**WHAT TO DO:** Rewrite the records from the line that has "the lawn, capturing" through the end of the records, replacing "snug" with "tight" and leaving everything else unchanged.

**GIVEN INFORMATION:**
** START **

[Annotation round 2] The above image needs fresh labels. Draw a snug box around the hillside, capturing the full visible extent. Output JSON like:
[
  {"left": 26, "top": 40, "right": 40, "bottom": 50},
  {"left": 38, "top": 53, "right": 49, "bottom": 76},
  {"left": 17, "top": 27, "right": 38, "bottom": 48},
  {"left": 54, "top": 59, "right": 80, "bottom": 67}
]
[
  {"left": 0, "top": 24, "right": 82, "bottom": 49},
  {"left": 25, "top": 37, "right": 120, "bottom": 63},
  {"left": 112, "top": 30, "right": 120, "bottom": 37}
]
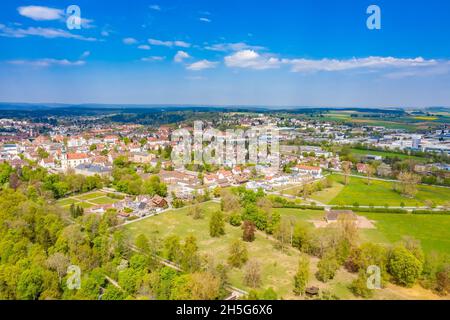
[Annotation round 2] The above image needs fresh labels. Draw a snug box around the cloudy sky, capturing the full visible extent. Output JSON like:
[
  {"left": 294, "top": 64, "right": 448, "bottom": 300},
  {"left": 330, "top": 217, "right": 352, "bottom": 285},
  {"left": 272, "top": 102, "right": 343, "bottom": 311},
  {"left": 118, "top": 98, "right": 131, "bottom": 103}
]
[{"left": 0, "top": 0, "right": 450, "bottom": 107}]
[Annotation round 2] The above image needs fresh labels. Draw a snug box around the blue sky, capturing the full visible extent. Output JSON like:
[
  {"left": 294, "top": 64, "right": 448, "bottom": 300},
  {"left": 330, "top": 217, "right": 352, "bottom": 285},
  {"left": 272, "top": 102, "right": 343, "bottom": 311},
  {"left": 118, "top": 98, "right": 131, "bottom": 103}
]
[{"left": 0, "top": 0, "right": 450, "bottom": 107}]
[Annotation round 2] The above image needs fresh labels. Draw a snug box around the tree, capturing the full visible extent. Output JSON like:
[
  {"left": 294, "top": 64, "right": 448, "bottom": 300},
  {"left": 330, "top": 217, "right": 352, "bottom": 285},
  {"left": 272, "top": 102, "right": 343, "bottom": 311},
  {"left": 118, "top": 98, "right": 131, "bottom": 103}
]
[
  {"left": 189, "top": 272, "right": 220, "bottom": 300},
  {"left": 181, "top": 235, "right": 200, "bottom": 272},
  {"left": 135, "top": 233, "right": 150, "bottom": 254},
  {"left": 229, "top": 212, "right": 242, "bottom": 227},
  {"left": 188, "top": 203, "right": 203, "bottom": 220},
  {"left": 396, "top": 171, "right": 420, "bottom": 198},
  {"left": 292, "top": 222, "right": 311, "bottom": 253},
  {"left": 349, "top": 270, "right": 373, "bottom": 299},
  {"left": 275, "top": 218, "right": 295, "bottom": 251},
  {"left": 220, "top": 189, "right": 242, "bottom": 212},
  {"left": 316, "top": 250, "right": 339, "bottom": 282},
  {"left": 37, "top": 147, "right": 49, "bottom": 160},
  {"left": 47, "top": 252, "right": 70, "bottom": 282},
  {"left": 9, "top": 172, "right": 20, "bottom": 190},
  {"left": 143, "top": 175, "right": 167, "bottom": 197},
  {"left": 366, "top": 164, "right": 375, "bottom": 185},
  {"left": 242, "top": 220, "right": 256, "bottom": 242},
  {"left": 209, "top": 210, "right": 225, "bottom": 237},
  {"left": 70, "top": 203, "right": 84, "bottom": 219},
  {"left": 388, "top": 246, "right": 423, "bottom": 287},
  {"left": 164, "top": 235, "right": 182, "bottom": 263},
  {"left": 228, "top": 240, "right": 248, "bottom": 268},
  {"left": 294, "top": 255, "right": 309, "bottom": 295},
  {"left": 17, "top": 265, "right": 44, "bottom": 300},
  {"left": 244, "top": 260, "right": 261, "bottom": 288},
  {"left": 342, "top": 161, "right": 352, "bottom": 185}
]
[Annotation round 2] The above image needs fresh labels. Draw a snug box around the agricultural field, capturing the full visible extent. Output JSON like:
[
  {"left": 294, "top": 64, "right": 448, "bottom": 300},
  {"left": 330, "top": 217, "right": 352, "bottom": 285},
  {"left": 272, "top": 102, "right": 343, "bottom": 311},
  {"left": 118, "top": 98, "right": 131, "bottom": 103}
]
[
  {"left": 307, "top": 110, "right": 449, "bottom": 132},
  {"left": 350, "top": 149, "right": 427, "bottom": 162},
  {"left": 358, "top": 213, "right": 450, "bottom": 255},
  {"left": 125, "top": 202, "right": 299, "bottom": 298},
  {"left": 311, "top": 175, "right": 450, "bottom": 207},
  {"left": 56, "top": 191, "right": 119, "bottom": 209},
  {"left": 124, "top": 202, "right": 450, "bottom": 299}
]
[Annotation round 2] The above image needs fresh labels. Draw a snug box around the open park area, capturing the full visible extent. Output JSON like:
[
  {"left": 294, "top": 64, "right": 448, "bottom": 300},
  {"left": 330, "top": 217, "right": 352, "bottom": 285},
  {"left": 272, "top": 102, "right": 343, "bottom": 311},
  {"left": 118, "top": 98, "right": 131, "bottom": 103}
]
[
  {"left": 311, "top": 174, "right": 450, "bottom": 207},
  {"left": 124, "top": 201, "right": 450, "bottom": 299},
  {"left": 57, "top": 190, "right": 119, "bottom": 209}
]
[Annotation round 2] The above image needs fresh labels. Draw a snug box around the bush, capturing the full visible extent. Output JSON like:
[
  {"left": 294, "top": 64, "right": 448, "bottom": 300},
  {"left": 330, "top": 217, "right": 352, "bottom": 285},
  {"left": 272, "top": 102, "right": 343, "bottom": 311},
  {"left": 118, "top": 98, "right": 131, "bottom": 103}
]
[
  {"left": 412, "top": 210, "right": 450, "bottom": 215},
  {"left": 229, "top": 212, "right": 242, "bottom": 227},
  {"left": 349, "top": 270, "right": 373, "bottom": 299},
  {"left": 316, "top": 253, "right": 339, "bottom": 282},
  {"left": 388, "top": 246, "right": 422, "bottom": 287}
]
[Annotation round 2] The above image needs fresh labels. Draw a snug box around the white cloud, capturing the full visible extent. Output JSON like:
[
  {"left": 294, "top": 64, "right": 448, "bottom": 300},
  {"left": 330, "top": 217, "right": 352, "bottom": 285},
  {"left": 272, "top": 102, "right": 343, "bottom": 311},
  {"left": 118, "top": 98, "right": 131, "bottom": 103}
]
[
  {"left": 283, "top": 57, "right": 438, "bottom": 72},
  {"left": 173, "top": 51, "right": 191, "bottom": 62},
  {"left": 185, "top": 76, "right": 206, "bottom": 80},
  {"left": 17, "top": 6, "right": 95, "bottom": 29},
  {"left": 0, "top": 27, "right": 97, "bottom": 41},
  {"left": 173, "top": 41, "right": 191, "bottom": 48},
  {"left": 122, "top": 38, "right": 138, "bottom": 45},
  {"left": 80, "top": 51, "right": 91, "bottom": 60},
  {"left": 225, "top": 50, "right": 282, "bottom": 70},
  {"left": 148, "top": 4, "right": 161, "bottom": 11},
  {"left": 205, "top": 42, "right": 266, "bottom": 52},
  {"left": 141, "top": 56, "right": 166, "bottom": 62},
  {"left": 17, "top": 6, "right": 64, "bottom": 21},
  {"left": 138, "top": 44, "right": 150, "bottom": 50},
  {"left": 186, "top": 60, "right": 217, "bottom": 71},
  {"left": 224, "top": 50, "right": 442, "bottom": 77},
  {"left": 8, "top": 59, "right": 86, "bottom": 68},
  {"left": 148, "top": 39, "right": 173, "bottom": 47},
  {"left": 148, "top": 39, "right": 191, "bottom": 48}
]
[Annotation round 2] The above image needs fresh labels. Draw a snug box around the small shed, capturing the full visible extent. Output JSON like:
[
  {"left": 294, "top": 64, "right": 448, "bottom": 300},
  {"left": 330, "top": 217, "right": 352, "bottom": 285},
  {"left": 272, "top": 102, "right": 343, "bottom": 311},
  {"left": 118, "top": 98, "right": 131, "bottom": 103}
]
[
  {"left": 325, "top": 210, "right": 356, "bottom": 222},
  {"left": 305, "top": 286, "right": 319, "bottom": 296}
]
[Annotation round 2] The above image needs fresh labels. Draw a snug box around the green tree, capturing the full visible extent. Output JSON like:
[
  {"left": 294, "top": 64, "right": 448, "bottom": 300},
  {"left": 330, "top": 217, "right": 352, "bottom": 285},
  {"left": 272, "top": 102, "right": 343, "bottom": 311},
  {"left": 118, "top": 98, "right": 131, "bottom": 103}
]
[
  {"left": 181, "top": 235, "right": 201, "bottom": 273},
  {"left": 242, "top": 220, "right": 256, "bottom": 242},
  {"left": 316, "top": 250, "right": 339, "bottom": 282},
  {"left": 349, "top": 269, "right": 373, "bottom": 299},
  {"left": 228, "top": 240, "right": 248, "bottom": 268},
  {"left": 164, "top": 235, "right": 182, "bottom": 263},
  {"left": 294, "top": 255, "right": 309, "bottom": 295},
  {"left": 209, "top": 210, "right": 225, "bottom": 237},
  {"left": 388, "top": 246, "right": 423, "bottom": 287}
]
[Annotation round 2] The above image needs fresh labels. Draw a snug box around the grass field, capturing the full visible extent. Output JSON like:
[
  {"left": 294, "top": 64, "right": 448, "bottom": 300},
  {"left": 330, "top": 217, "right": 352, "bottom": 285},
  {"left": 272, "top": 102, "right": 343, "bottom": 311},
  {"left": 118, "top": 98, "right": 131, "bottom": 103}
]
[
  {"left": 324, "top": 175, "right": 450, "bottom": 207},
  {"left": 125, "top": 202, "right": 299, "bottom": 298},
  {"left": 56, "top": 191, "right": 119, "bottom": 209},
  {"left": 358, "top": 213, "right": 450, "bottom": 254},
  {"left": 351, "top": 149, "right": 427, "bottom": 162},
  {"left": 124, "top": 202, "right": 444, "bottom": 299}
]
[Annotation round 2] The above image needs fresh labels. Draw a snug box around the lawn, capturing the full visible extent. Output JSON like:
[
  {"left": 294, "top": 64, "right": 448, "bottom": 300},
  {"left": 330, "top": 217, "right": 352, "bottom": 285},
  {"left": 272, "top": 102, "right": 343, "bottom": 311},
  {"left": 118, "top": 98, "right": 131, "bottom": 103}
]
[
  {"left": 310, "top": 181, "right": 344, "bottom": 204},
  {"left": 76, "top": 191, "right": 105, "bottom": 200},
  {"left": 125, "top": 202, "right": 306, "bottom": 298},
  {"left": 351, "top": 149, "right": 427, "bottom": 162},
  {"left": 89, "top": 196, "right": 119, "bottom": 204},
  {"left": 124, "top": 202, "right": 450, "bottom": 299},
  {"left": 56, "top": 191, "right": 119, "bottom": 209},
  {"left": 329, "top": 175, "right": 450, "bottom": 207},
  {"left": 358, "top": 213, "right": 450, "bottom": 254}
]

** END **

**WRITTEN ANSWER:**
[Annotation round 2] The above image needs fresh labels. Draw a tight box around the lawn, capturing the full visible extent. Output JSON like:
[
  {"left": 294, "top": 64, "right": 448, "bottom": 300},
  {"left": 330, "top": 217, "right": 352, "bottom": 285},
  {"left": 272, "top": 102, "right": 343, "bottom": 311},
  {"left": 118, "top": 98, "right": 131, "bottom": 103}
]
[
  {"left": 310, "top": 181, "right": 344, "bottom": 204},
  {"left": 76, "top": 191, "right": 105, "bottom": 200},
  {"left": 125, "top": 202, "right": 306, "bottom": 298},
  {"left": 351, "top": 149, "right": 427, "bottom": 162},
  {"left": 89, "top": 196, "right": 119, "bottom": 204},
  {"left": 124, "top": 202, "right": 450, "bottom": 299},
  {"left": 56, "top": 191, "right": 119, "bottom": 209},
  {"left": 329, "top": 175, "right": 450, "bottom": 207},
  {"left": 358, "top": 213, "right": 450, "bottom": 254}
]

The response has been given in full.